» **BRIEF**
How many lines in the records below contain the string "cloud"? Count them and reply with the number only.

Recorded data
--------------------------------

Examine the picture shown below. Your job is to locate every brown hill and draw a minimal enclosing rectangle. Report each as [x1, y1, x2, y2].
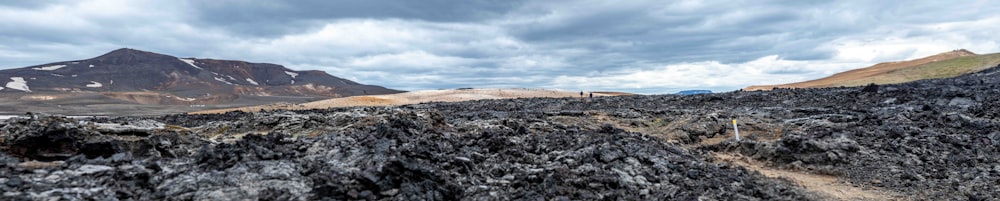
[743, 49, 1000, 91]
[191, 89, 634, 114]
[0, 48, 402, 115]
[0, 48, 401, 105]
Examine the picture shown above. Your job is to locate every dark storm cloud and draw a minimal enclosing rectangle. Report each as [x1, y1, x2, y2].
[191, 0, 521, 37]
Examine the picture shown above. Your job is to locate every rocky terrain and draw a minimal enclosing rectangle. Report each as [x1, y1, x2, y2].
[0, 64, 1000, 200]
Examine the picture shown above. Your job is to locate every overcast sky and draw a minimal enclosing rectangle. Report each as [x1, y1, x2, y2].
[0, 0, 1000, 94]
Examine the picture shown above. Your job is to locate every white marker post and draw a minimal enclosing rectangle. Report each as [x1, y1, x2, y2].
[733, 119, 740, 141]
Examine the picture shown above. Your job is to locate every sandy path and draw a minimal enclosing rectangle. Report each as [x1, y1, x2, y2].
[191, 89, 631, 114]
[715, 153, 906, 200]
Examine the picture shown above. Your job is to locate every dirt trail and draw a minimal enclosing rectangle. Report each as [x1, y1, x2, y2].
[714, 153, 907, 200]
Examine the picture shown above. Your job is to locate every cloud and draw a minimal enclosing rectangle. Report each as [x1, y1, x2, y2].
[0, 0, 1000, 93]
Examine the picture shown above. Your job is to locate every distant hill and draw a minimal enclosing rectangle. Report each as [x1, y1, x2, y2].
[677, 90, 712, 95]
[0, 49, 402, 115]
[0, 48, 401, 105]
[743, 49, 1000, 91]
[191, 88, 635, 114]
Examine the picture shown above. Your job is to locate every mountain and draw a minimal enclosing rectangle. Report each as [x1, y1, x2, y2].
[743, 49, 1000, 91]
[677, 89, 712, 95]
[0, 48, 402, 105]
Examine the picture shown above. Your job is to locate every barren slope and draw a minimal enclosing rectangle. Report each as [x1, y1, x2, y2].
[192, 89, 631, 114]
[743, 49, 1000, 91]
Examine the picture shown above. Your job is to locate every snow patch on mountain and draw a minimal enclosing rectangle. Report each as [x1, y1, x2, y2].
[32, 65, 66, 70]
[6, 77, 31, 92]
[213, 74, 235, 85]
[285, 71, 299, 84]
[177, 58, 202, 69]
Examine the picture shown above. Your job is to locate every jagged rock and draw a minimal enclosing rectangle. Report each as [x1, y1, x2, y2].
[0, 65, 1000, 200]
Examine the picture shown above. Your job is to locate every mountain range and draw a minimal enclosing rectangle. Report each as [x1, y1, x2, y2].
[0, 48, 403, 113]
[743, 49, 1000, 91]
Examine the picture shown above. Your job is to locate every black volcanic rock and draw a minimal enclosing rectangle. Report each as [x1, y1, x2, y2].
[0, 48, 400, 100]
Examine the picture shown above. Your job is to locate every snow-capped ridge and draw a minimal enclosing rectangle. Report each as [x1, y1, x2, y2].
[5, 77, 31, 92]
[177, 58, 204, 70]
[31, 65, 66, 70]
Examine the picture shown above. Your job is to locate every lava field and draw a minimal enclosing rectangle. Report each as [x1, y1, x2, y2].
[0, 67, 1000, 200]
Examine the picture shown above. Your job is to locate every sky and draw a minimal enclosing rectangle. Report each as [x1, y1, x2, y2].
[0, 0, 1000, 94]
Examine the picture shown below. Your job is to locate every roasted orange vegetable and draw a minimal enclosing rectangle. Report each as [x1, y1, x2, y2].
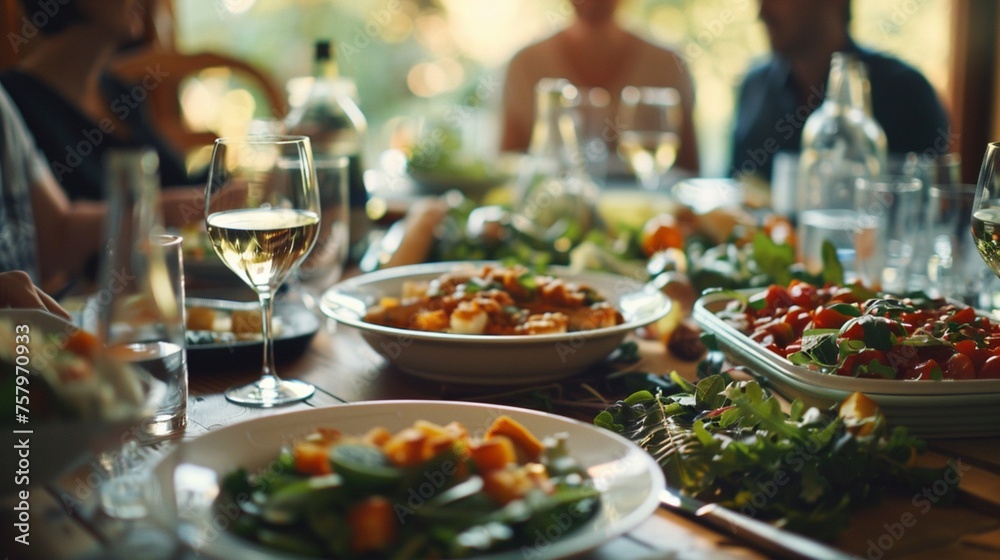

--------------------------------

» **ANSWER BELOW**
2